Exercise:
All of the data below is to be copied again without changes.

Stored data entries:
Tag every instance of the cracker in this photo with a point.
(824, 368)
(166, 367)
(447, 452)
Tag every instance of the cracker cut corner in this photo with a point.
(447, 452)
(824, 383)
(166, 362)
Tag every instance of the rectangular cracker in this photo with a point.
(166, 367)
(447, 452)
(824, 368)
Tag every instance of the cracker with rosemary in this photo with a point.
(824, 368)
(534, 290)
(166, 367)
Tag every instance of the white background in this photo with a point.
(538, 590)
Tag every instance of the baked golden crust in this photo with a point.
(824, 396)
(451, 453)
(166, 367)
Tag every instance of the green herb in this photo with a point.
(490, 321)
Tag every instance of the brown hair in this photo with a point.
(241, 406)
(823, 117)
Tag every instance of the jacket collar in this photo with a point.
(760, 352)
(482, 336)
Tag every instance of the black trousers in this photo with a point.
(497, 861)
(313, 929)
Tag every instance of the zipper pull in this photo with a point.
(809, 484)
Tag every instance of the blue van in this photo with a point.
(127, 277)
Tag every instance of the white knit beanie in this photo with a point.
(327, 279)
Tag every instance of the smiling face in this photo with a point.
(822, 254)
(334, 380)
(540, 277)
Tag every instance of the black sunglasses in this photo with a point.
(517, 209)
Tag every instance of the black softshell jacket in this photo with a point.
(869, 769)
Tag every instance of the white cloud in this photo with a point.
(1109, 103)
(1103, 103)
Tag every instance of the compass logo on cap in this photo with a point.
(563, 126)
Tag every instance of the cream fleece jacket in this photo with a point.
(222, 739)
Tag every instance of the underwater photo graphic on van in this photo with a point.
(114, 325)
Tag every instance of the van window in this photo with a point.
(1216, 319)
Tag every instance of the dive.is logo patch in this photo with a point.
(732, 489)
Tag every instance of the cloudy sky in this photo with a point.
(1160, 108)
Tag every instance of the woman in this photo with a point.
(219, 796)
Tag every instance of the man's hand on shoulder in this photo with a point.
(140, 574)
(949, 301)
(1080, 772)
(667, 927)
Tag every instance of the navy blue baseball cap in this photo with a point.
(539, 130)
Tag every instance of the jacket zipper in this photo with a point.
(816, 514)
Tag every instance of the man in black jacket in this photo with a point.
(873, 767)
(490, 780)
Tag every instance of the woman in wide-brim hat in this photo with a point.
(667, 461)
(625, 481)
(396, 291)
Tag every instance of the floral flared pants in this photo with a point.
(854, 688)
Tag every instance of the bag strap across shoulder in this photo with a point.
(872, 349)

Answer space:
Tag every instance of the cracker in this photo with a point.
(824, 368)
(166, 367)
(447, 452)
Tag every instance of the cracker cut corner in this photo with a point.
(447, 452)
(824, 383)
(166, 362)
Tag every instance of the rectangular cracker in this photo with a point.
(166, 367)
(447, 452)
(824, 368)
Tag every instance of the cracker with rosemary in this photo with a point.
(824, 368)
(534, 290)
(166, 367)
Tag every instance of the white background in this photo with a point.
(538, 590)
Tag every instance of the baked golden crust in this photo with a point.
(824, 396)
(451, 453)
(166, 367)
Tag every instance of the green herb in this photo with a point.
(490, 321)
Tag every instance of the brown hair in this photo with a point.
(241, 406)
(823, 117)
Tag every instance of the jacket collar in this photo with a point.
(760, 352)
(482, 336)
Tag every instance of the black trousers in this photo with a point.
(497, 861)
(313, 929)
Tag every instance of the zipper pull in this photo with a point.
(809, 484)
Tag every instance of the blue van in this photo with a point.
(127, 277)
Tag every instance of the white knit beanie in this photo with a point.
(327, 279)
Tag every instance of the smiling face in this photo with a point.
(822, 254)
(334, 380)
(540, 277)
Tag every instance of the black sunglasses in this photo with a point.
(517, 209)
Tag every instance of the black softshell jacket in this photo with a point.
(869, 769)
Tag every instance of the white cloud in this photo with a point.
(1109, 103)
(1103, 103)
Tag every instance of the compass logo on cap in this photo with a point.
(563, 126)
Tag every instance of the cream fleece jacket in this photo with a point.
(222, 739)
Tag every instance of the underwater photo graphic on van in this photo with a point.
(114, 325)
Tag every instance of the van window in this photo with a point.
(1216, 319)
Tag every instance of the dive.is logo patch in this photo with a point.
(732, 489)
Tag every instance of the cloudy sky in this photo with a point.
(1160, 108)
Tag every instance of the woman in this photo with a point.
(219, 796)
Tag every instance of the man's hand on shoulder in this photo with a point.
(140, 574)
(949, 301)
(1080, 772)
(667, 927)
Tag every instance of the navy blue baseball cap in this photo with a point.
(539, 130)
Tag every instance of the jacket zipper in this photo with a point.
(816, 514)
Tag every instance of the man in black jacket in this photo with a point.
(873, 767)
(490, 780)
Tag every instance of the woman in wide-brim hat in this photo with a point.
(667, 461)
(625, 481)
(396, 291)
Tag every instance of the floral flared pants in this photo with a point.
(854, 688)
Tag every instance of the bag strap across shoulder in this photo with a point.
(872, 349)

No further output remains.